TUGAS LATIHAN:
1) Ringkaslah paragraf dalam tulisan tentang hari kebangkitan yang diawali dengan "Mei ini kebangkitan nasional" menjadi lebih singkat tanpa menghilangkan fakta utamanya.
2) Kutiplah tanpa perubahan bagian tulisan tentang hari kebangkitan yang dimulai dengan "Momen kebangkitan semestinya" dan berlanjut sampai "menaikan harga BBM.".

KUTIPAN TEKS:

====

BAGASKARA MANJER KAWURYAN

Friday, June 06, 2008

KECEMASAN DI HARI KEBANGKITAN

Mei ini kebangkitan nasional memasuki usia satu abad, sekaligus juga bertepatan dengan peringatan reformasi yang memasuki satu dasawarsa. Dua momentum penting ini beriringan dibulan Mei ini. Dua momentum ini diharapkan menjadi tonggak untuk mengembalikan harapan kebangkitan bangsa ini. Namun kebangkitan menjadi makna yang paradoks jika kita dihadapkan pada kenyataan yang terjadi dimasyarakat.

Momen kebangkitan semestinya menjadi sarana untuk menghadirkan kebangkitan dalam jiwa rakyat dengan membangun harapan dan kepastian akan masa depan. Namun , hari kebangkitan malah menjadi momen kecemasan rakyat atas nasib dan masa depan mereka dalam menjalani kehidupan ini. Ditengah keterpurukan di berbagai sektor dan daya beli masyarakat yang semakin rendah, pemerintah malah membuat kebijakan menaikan harga BBM.

====

DATA EKSTRAKSI:
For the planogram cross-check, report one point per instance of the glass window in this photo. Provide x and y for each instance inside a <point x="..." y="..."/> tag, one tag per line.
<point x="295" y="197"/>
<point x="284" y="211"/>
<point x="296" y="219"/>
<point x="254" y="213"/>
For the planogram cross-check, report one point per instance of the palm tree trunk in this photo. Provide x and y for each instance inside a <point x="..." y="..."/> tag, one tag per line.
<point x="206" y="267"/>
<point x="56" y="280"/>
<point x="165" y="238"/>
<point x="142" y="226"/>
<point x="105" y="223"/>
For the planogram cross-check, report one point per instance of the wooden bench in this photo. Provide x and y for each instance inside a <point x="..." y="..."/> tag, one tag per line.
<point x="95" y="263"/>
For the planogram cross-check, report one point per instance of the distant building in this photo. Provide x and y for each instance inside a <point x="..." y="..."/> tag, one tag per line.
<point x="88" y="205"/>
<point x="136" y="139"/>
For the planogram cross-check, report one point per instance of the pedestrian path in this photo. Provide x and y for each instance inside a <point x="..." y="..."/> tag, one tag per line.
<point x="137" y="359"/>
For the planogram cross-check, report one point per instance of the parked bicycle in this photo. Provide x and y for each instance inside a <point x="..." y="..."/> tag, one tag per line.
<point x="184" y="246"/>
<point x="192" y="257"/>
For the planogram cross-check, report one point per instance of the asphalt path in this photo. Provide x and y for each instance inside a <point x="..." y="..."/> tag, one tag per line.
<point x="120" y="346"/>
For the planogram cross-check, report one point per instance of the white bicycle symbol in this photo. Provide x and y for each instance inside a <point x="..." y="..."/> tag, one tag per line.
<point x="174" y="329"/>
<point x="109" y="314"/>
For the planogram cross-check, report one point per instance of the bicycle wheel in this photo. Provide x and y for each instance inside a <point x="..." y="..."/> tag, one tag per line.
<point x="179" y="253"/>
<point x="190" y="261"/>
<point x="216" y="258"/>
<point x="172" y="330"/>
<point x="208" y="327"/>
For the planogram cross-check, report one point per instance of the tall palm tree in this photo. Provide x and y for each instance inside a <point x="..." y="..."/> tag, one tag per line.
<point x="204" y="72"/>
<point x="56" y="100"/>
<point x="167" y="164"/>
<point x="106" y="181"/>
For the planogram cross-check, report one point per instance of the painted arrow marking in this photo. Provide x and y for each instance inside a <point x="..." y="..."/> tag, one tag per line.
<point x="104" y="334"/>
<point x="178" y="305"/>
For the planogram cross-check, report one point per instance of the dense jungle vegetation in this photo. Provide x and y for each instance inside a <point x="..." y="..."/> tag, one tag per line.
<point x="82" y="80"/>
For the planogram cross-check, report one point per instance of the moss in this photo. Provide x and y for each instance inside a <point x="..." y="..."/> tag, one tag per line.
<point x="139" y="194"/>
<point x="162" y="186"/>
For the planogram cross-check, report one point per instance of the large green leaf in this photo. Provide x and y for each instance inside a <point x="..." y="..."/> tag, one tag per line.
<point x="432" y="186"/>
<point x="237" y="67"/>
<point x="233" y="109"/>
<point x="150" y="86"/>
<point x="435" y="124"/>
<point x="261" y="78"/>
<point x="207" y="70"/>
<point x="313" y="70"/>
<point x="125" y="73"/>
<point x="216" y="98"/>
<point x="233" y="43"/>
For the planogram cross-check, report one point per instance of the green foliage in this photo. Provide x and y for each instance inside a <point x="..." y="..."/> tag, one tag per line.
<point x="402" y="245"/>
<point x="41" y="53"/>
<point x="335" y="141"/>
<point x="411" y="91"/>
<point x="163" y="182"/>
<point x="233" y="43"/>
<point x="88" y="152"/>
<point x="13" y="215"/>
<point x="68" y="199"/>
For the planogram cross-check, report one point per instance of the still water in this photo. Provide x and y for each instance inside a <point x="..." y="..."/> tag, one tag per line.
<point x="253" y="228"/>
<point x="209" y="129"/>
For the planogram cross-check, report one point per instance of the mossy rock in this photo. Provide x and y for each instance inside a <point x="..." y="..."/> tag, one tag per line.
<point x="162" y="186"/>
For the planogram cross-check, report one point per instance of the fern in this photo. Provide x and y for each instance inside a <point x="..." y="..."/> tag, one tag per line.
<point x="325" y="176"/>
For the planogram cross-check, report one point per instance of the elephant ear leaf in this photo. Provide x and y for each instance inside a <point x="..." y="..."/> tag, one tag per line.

====

HASIL:
1) Pada Mei ini, satu abad kebangkitan nasional bertepatan dengan satu dasawarsa reformasi. Kedua momentum itu diharapkan menjadi tonggak untuk mengembalikan harapan kebangkitan bangsa. Namun, makna kebangkitan menjadi paradoks jika dihadapkan pada kenyataan di masyarakat.

2)
Momen kebangkitan semestinya menjadi sarana untuk menghadirkan kebangkitan dalam jiwa rakyat dengan membangun harapan dan kepastian akan masa depan. Namun , hari kebangkitan malah menjadi momen kecemasan rakyat atas nasib dan masa depan mereka dalam menjalani kehidupan ini. Ditengah keterpurukan di berbagai sektor dan daya beli masyarakat yang semakin rendah, pemerintah malah membuat kebijakan menaikan harga BBM.